_Passage_.
---

Thursday, April 28, 2011

and the winner is........

Hi all,
it looks like the Oyster Bay railroad Museum is on an unofficial poll to be voted as the best attraction in Oyster Bay.
I ask all of my readers and their friends to vote for us as the best.
Right now, we are #3 with Sagamore Hill #1 and the Theodore Roosevelt Sanctuary as #2
Please vote for us
here is the link
Get everyone you know to vote.
There is NO prize, just bragging rights and we have a lot to brag about!!!!!

Sunday, April 17, 2011

Rain, rain, go away, come again another day....

I was taught by my mom to say that and maybe, just maybe, it might.

So what the heck did I have to lose??
That was my mantra all of Friday night as I was attending the LIST chapter of the NRHS meeting and when I woke up before looking out the window Saturday at 6:30am.
Thankfully, mom was right and the rain held out longer than I had hoped.

At 8am I arrived to the yard to meet Rich and I unloaded a new tool for us to use. It was a simple "little red wagon" that can hold 1400 lbs and had pneumatic tires to negotiate the uneven ground.
Everyone has been saying that there had to be a better way to move stuff around and I found this in the Northern Tool catalog that I had just received. If this works out, I will order another one to modify into a welding cart for our crew as the current one has a set of small hard tires that swivel in the front and a pair of larger solid tires that are stationary in the rear and don't move as well on the ground. A real pain in the butt to most of us as it takes 2 volunteers to move around the welder.
Doug showed up a bit later after Rich built the wagon and I was getting the forklift, so we proceeded to move the last 15 foot turntable ties away from the west fence area and stack them near the other ties in front of #35's boiler, so we can easily load them into awaiting vehicles.
I put them up for sale on Craigslist and had quite a few responses, but only 1 person was able to show up before we opened the site to visitors at noon.
The rest were scheduled to arrive at 4pm when we closed the site, but due to the rainstorm, I had to re-schedule them for next Saturday.
Whatever we collect goes to the restoration budget that I have for the year.

When Steve & Wayne showed up, we moved onto rounding up the scrap metal that we have accumulated over the years in order to dump them into a scrap metal dumpster provided by 2 Brothers scrap of Farmingdale. We have dealt with them in the past and they take the dumpster back, empty and weigh it then send us a check for the scrap. They are very reputable and that’s why we use them.

---

_Complete the following_.
A: Condense the paragraph of the railroad museum blog that begins "When Steve & Wayne showed up" into a shorter version that keeps its main facts.
B: Write a continuation of the railroad museum blog that picks up after its final sentence.

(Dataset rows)

---

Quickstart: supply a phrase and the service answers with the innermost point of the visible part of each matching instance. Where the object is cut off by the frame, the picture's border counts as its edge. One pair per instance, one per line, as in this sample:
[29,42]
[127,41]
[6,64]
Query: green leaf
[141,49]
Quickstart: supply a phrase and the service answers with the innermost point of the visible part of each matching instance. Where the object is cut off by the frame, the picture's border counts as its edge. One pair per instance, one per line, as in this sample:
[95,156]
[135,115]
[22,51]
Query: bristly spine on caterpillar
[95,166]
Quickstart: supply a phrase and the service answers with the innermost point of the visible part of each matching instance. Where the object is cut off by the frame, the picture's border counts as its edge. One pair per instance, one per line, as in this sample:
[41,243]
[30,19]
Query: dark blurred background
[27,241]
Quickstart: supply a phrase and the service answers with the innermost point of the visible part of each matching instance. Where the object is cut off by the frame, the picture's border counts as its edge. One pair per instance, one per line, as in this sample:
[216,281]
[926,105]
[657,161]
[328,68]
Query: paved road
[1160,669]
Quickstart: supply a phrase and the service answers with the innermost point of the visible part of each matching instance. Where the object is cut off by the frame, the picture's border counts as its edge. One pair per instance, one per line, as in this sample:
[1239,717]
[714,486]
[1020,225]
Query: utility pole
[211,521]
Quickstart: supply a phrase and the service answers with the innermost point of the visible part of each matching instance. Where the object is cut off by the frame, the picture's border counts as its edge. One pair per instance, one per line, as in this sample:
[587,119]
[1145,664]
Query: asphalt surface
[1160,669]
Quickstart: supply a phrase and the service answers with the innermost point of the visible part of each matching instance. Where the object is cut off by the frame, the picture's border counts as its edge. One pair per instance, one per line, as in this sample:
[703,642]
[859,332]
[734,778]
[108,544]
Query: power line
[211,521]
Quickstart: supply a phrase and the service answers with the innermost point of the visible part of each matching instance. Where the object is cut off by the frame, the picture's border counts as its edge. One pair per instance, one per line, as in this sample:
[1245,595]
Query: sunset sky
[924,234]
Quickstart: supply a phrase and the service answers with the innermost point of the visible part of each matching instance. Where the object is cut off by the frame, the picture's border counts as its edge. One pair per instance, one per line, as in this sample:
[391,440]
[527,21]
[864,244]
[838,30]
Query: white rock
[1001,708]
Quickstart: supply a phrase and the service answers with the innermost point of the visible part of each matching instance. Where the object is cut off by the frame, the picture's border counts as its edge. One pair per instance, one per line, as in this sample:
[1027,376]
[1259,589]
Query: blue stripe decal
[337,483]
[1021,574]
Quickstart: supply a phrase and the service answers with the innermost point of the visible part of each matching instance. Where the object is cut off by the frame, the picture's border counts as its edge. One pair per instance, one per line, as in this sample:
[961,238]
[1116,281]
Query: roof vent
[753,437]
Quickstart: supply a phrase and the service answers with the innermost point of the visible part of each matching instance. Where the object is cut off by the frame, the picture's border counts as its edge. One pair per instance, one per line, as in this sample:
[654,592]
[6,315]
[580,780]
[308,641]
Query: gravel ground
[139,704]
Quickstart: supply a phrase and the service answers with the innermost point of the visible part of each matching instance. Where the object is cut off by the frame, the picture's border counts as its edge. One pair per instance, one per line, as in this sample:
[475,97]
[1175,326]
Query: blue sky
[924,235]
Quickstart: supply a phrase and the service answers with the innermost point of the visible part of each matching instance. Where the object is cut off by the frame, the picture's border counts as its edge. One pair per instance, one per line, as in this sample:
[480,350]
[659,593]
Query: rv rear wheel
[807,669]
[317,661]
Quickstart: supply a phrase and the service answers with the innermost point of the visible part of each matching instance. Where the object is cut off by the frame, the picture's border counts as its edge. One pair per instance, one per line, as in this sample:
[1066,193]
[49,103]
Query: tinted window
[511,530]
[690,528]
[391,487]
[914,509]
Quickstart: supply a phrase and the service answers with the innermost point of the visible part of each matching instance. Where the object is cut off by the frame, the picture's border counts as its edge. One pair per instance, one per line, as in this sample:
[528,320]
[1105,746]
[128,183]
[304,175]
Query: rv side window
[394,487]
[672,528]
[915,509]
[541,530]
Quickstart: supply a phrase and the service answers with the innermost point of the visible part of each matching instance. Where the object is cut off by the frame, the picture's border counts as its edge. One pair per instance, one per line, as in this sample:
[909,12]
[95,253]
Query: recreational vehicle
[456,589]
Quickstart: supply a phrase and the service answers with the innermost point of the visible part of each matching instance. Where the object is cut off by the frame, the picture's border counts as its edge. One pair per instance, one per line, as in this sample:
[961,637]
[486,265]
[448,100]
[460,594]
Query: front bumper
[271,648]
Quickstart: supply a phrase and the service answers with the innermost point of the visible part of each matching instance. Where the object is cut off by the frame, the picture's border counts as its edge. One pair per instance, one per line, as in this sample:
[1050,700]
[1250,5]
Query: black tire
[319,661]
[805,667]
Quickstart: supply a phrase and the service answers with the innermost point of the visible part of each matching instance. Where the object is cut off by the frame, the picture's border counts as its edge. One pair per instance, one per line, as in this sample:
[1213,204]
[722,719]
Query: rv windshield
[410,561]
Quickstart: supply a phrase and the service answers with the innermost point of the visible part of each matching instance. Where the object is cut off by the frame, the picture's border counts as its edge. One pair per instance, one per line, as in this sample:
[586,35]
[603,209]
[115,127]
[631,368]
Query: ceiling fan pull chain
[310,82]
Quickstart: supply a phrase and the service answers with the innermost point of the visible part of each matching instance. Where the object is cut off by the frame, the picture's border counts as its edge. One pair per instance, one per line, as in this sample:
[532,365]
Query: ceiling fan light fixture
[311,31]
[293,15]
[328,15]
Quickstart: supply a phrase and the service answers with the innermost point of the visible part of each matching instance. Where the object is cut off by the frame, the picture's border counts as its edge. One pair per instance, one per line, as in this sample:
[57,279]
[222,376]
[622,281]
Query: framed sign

---

_Answers to the exercise_.
A: After Steve and Wayne arrived, the crew gathered scrap metal that had piled up over the years and loaded it into a dumpster supplied by 2 Brothers scrap of Farmingdale. The museum has used this reputable company before. It takes the dumpster back, empties and weighs it, and sends a check for the scrap.

B:
As we were moving metal, John showed up and we put him to work painting the remaining turntable handrail. Photobucket
With the impending rainstorm approaching, I told him that we would be closing shop around 3pm and he takes the LIRR in & out, so he didn’t quite finish up before leaving to catch a 2:20 train home and Rich added the last drops of paint in plenty of time before the storm hit. It was flat black enamel and dried quickly. Just an FYI- the handrails and arch were a natural metal color, but were rusting, so I made an executive decision to paint them for greater longevity and to give a balance of colors to the entire turntable. The arch will be painted silver to stand out.
The only thing left was to seal up the 2 roof vents on the M1 simulator. When this unit was in use at the LIRR for training purposes, it was indoors and had air conditioning pumped into one vent and used the other one for exhausting the air out.
Since the unit is now outdoors, we had to remove the vents (4 screws each) and pop rivet aluminum plates over them and re-install them.
While I was on the roof waiting to get the vents back, I took a few shots over the yard and here they are.
Next week we will add the electrical conduits under the ties leading to the turntables control stand and motor then send the wiring through. Also we plan on adding the remaining molding around caboose #12’s windows and doors. I would also like to add a steel plate on the floor of the crossing shanty where the new pot bellied stove will sit as well as give it a final paint coat.
If time and hands permit, I also plan on getting the final coat of paint onto the World’s Fair cab.

In the last post, I wrote about last Mondays book reading by Heather Worthington, author of the children’s book “Miles of Smiles” the story of Roxey the LIRR dog and I had just uploaded some more shots from her last book signing at OBRM, so here are a few more shots of MY ROXEY.
Since I write this BLOG, I think I have a right to show her off.
My Roxey is the one one the right
I wonder if the LIRR Roxey actually sat in this car too!
MY ROXEY and my nephew Daniel
I bet that the LIRR Roxey NEVER sat in an N22a caboose like MY ROXEY!!
Until next posting, as the singer Pink says-
Raise your glass

Thursday, April 14, 2011

Stop the Presses!!

I always wanted to say that!!
In Todays (4/14/11) Newsday on page A28, Bill Bleier wrote an aritcle about the donation and arrival of our M1 simulator.
A nice little piece that keeps us in the public eye. Bill has been a long time member of the Newsday team and has covered our museums growth since the old Mitchel Field days.
As someone once said-"any publicity is good publicity!"
I say "if it's free (publicity), it''s for me!"

Tuesday, April 12, 2011

Whats Going on!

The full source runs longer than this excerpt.